→ **Exercise goal**: Swap "boxes" for "rectangles" in the lines starting at "find pile of trash" and ending at "top-left (0, 68), bottom-right (28, 108)", keeping everything else the same.

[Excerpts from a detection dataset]

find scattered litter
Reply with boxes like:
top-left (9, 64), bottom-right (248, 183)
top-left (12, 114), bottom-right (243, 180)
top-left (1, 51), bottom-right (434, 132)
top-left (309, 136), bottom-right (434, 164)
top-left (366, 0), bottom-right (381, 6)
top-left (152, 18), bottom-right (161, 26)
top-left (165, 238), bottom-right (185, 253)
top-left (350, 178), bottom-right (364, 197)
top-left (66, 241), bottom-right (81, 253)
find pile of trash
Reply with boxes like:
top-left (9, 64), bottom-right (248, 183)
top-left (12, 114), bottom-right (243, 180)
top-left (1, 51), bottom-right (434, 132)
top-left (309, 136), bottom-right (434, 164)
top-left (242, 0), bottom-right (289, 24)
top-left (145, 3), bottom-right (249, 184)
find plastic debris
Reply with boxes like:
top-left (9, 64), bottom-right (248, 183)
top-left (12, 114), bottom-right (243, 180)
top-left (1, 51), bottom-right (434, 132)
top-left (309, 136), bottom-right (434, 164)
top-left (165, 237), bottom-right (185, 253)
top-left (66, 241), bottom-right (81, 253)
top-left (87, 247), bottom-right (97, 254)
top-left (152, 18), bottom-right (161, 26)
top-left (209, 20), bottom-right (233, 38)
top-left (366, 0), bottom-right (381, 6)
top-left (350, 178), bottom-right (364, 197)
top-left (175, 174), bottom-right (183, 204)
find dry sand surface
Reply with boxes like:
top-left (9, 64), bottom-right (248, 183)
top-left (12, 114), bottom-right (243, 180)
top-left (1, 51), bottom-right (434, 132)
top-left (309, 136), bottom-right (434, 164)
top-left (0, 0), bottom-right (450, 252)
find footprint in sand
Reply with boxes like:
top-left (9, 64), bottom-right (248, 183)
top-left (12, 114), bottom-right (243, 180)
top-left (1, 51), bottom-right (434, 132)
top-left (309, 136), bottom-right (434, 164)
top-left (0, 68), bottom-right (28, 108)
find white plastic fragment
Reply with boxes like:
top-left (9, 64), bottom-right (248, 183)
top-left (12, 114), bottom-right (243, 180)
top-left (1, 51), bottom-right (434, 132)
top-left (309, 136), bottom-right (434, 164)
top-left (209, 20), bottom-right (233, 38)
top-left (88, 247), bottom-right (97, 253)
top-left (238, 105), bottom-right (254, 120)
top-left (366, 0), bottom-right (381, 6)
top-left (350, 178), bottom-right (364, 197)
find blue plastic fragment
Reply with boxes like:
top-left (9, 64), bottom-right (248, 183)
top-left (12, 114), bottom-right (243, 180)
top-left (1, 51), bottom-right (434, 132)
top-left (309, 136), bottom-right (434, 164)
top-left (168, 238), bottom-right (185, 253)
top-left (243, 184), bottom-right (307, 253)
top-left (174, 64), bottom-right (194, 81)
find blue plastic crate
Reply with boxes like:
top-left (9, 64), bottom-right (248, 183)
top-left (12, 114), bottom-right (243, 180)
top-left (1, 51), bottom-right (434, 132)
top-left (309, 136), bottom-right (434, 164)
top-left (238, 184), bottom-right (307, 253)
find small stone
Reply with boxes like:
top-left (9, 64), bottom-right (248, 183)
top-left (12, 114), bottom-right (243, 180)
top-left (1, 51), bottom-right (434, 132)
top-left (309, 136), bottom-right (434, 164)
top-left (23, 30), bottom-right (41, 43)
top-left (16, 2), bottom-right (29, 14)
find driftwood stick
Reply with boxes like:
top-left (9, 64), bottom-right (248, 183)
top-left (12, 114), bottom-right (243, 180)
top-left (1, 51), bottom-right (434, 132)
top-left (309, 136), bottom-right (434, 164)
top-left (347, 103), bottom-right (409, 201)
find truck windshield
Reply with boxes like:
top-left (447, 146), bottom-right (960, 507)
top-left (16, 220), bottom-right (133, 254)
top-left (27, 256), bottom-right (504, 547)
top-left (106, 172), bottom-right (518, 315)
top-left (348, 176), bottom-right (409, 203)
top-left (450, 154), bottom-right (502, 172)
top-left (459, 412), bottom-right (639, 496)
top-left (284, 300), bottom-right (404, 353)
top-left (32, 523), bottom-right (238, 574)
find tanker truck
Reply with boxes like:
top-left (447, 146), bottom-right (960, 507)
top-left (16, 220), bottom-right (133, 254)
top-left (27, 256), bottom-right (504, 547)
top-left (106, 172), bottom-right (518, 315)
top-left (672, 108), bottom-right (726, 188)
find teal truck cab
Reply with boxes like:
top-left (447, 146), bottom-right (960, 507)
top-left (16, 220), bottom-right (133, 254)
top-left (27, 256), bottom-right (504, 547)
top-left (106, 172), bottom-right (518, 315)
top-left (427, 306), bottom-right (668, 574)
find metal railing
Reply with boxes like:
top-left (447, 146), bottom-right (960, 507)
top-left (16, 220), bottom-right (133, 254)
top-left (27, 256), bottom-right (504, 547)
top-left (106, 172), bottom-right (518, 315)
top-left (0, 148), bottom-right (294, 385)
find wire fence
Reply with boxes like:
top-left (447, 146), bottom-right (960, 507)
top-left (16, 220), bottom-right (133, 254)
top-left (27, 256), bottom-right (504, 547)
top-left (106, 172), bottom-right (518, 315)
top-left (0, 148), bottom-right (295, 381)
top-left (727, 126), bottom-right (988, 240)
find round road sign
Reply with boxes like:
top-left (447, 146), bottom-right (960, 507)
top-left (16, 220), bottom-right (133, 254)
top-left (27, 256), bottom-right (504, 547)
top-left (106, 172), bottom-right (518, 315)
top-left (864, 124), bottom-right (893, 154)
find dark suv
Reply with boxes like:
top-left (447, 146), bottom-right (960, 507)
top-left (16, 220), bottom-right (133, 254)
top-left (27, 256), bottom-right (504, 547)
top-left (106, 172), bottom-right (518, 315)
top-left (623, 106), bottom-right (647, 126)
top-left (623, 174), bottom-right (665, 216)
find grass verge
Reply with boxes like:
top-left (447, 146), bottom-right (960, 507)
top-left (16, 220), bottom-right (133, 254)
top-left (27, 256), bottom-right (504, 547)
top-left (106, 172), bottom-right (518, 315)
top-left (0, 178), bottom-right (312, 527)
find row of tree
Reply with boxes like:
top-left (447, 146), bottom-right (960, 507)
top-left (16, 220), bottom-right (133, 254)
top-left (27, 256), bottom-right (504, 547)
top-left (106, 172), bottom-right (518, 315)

→ **Exercise solution**:
find pile of trash
Reply with rectangles like:
top-left (9, 64), bottom-right (248, 183)
top-left (12, 114), bottom-right (243, 180)
top-left (1, 51), bottom-right (434, 132)
top-left (309, 136), bottom-right (434, 164)
top-left (242, 0), bottom-right (289, 24)
top-left (145, 3), bottom-right (249, 184)
find plastic debris
Reply with rectangles like:
top-left (9, 64), bottom-right (248, 183)
top-left (12, 114), bottom-right (243, 180)
top-left (1, 51), bottom-right (434, 132)
top-left (309, 136), bottom-right (434, 164)
top-left (165, 237), bottom-right (185, 253)
top-left (66, 241), bottom-right (81, 253)
top-left (87, 247), bottom-right (97, 254)
top-left (152, 18), bottom-right (161, 26)
top-left (209, 20), bottom-right (233, 38)
top-left (366, 0), bottom-right (381, 6)
top-left (350, 178), bottom-right (364, 197)
top-left (175, 174), bottom-right (183, 204)
find dry sand surface
Reply with rectangles like:
top-left (9, 64), bottom-right (248, 183)
top-left (12, 114), bottom-right (243, 180)
top-left (1, 51), bottom-right (434, 132)
top-left (309, 136), bottom-right (434, 164)
top-left (0, 0), bottom-right (450, 252)
find footprint in sand
Reply with rectangles like:
top-left (9, 64), bottom-right (248, 183)
top-left (12, 114), bottom-right (243, 180)
top-left (1, 51), bottom-right (434, 132)
top-left (309, 136), bottom-right (434, 164)
top-left (0, 68), bottom-right (28, 108)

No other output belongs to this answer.